START DOCUMENT SEGMENT

During negotiations for the sale of a parcel of land 
referred to as the “Manning property,” Nina and Rob opposed 
obtaining an appraisal of the property and asserted that Eddie 
did not have the authority to sell the parcel.  This 
disagreement created a stalemate and almost two years in delays 
regarding zoning and other city planning issues necessary for 
the disposition of the property.  Even though Eddie had the 
authority under the Partnership agreement to proceed with the 
appraisal without Nina’s concurrence, he filed a lawsuit “to 
avoid continuous opposition and problems in doing so.”  A 
lucrative offer for the sale of property known as the “Sam’s 
Club property” was unrealized due to Nina’s objection, even 
though she had initially agreed to the sale.  Her change of 
position apparently was in response to Rob’s objection to the 
sale. 
PROCEEDINGS 
 
In January 2008, Eddie, individually and as co-trustee, 
filed a complaint seeking judicial dissolution and winding up of 
RRA pursuant to Code § 50-73.117(5).  Eddie’s complaint 
generally alleged that despite his ultimate decision-making and 
management authority under RRA’s partnership agreement, 
“[s]erious and irreconcilable conflicts” exist between him, 
Nina, and Rob, and that the conduct and demands of Nina and Rob 
had frustrated RRA’s economic purpose and made management of its 
assets and affairs not reasonably practicable. 
 
Nina filed an amended intervenor complaint against Eddie, 
individually and as co-trustee, seeking an equitable accounting 
of certain legal and personal fees billed to RRA or the trusts.

END DOCUMENT SEGMENT

**TASK DETAILS**
List every phrase that appears in quotation marks in the partnership dispute passage.

START DATA PROVIDED

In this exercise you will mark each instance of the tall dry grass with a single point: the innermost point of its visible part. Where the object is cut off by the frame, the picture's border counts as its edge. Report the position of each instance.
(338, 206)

END DATA PROVIDED

**ANSWER**
- "Manning property"
- "to avoid continuous opposition and problems in doing so."
- "Sam's Club property"
- "[s]erious and irreconcilable conflicts"